_Assignment_
Using the string "water" as the key, pull each matching line out of the records below.
::: Data provided :::
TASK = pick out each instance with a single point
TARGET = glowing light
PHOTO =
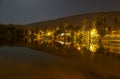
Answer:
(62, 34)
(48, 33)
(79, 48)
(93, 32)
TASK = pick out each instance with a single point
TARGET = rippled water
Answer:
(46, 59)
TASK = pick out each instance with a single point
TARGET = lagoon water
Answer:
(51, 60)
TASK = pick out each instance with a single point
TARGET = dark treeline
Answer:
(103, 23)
:::
::: Data provided :::
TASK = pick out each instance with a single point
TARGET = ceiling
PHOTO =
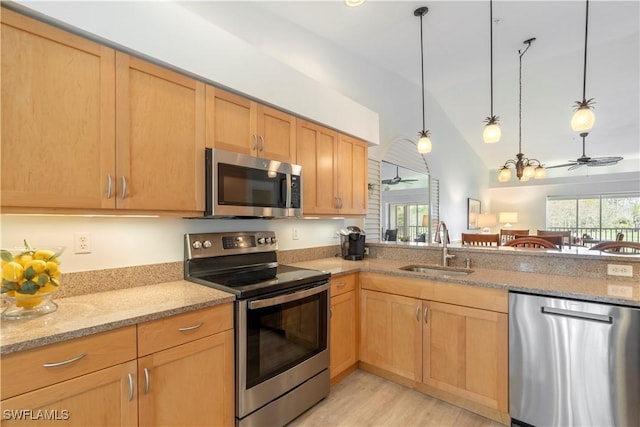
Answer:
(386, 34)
:::
_The completed task_
TARGET = rippled water
TARGET = lagoon water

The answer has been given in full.